:: TASK TO CARRY OUT ::
Copy out, without any change, the lines of the listing below starting at the line containing "of the helicopter." and ending at the line containing "x=463, y=333", with both of those lines included.

:: EXTRACTED DATA ::
───
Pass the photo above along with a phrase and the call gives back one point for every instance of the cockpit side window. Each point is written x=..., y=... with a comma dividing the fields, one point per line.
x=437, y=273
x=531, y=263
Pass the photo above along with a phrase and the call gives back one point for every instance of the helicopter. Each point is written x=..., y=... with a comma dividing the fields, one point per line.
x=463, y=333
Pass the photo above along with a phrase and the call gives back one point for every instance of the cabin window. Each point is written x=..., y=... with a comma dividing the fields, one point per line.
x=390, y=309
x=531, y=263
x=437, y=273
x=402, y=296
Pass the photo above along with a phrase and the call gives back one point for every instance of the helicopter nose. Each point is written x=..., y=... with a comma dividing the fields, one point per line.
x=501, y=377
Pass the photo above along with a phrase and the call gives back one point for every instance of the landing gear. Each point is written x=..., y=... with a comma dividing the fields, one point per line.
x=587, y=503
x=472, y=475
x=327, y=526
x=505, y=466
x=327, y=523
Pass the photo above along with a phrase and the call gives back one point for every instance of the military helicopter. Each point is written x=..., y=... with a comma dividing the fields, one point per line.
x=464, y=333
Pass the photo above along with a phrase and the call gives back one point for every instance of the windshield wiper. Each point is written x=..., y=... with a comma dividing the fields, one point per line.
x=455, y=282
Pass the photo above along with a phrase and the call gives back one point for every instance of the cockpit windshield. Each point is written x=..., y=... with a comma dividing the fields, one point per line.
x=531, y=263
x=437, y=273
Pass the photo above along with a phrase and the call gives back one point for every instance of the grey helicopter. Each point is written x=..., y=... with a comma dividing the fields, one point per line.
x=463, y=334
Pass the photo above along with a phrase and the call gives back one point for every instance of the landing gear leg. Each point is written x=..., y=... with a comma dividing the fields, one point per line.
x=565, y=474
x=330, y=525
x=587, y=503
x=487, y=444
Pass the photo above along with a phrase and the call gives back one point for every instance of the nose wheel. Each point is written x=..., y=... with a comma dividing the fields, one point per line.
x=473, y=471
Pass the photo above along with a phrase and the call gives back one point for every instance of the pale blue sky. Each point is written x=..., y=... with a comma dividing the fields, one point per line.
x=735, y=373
───
:: TASK ANSWER ::
Pass the photo above along with a phrase and the call gives back one point for every instance of the helicopter. Each point is written x=..., y=... with a comma dividing the fields, one point per line.
x=463, y=333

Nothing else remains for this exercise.